Data START
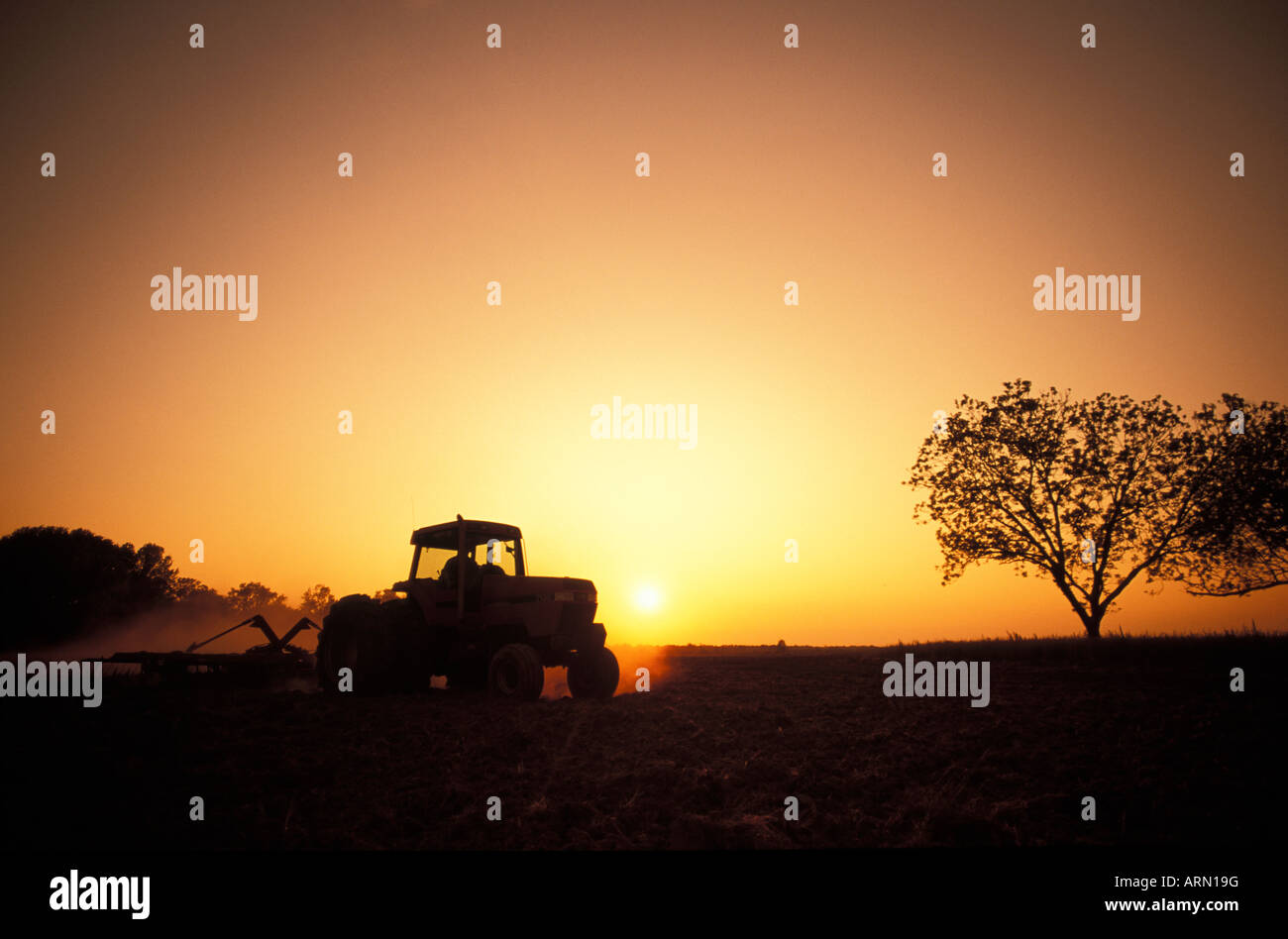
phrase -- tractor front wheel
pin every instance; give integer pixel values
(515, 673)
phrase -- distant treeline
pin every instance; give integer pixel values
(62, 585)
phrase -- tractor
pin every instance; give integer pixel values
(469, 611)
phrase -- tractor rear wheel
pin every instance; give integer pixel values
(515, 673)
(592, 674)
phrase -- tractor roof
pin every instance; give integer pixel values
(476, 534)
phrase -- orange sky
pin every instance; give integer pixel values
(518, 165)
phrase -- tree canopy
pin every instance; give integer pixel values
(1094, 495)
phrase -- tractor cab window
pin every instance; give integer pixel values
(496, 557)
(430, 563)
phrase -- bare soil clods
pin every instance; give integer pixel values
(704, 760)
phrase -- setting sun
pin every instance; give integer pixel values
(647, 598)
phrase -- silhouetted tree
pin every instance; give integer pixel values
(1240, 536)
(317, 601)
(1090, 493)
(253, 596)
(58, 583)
Data END
When a line of the data holds the string "phrase", pick it out and copy it.

* [Task result]:
phrase -- tractor front wheel
phrase -- distant treeline
phrase -- tractor
phrase -- tractor rear wheel
phrase -- tractor roof
phrase -- orange sky
phrase -- tree canopy
phrase -- tractor cab window
phrase -- bare soil clods
phrase -- setting sun
phrase -- silhouetted tree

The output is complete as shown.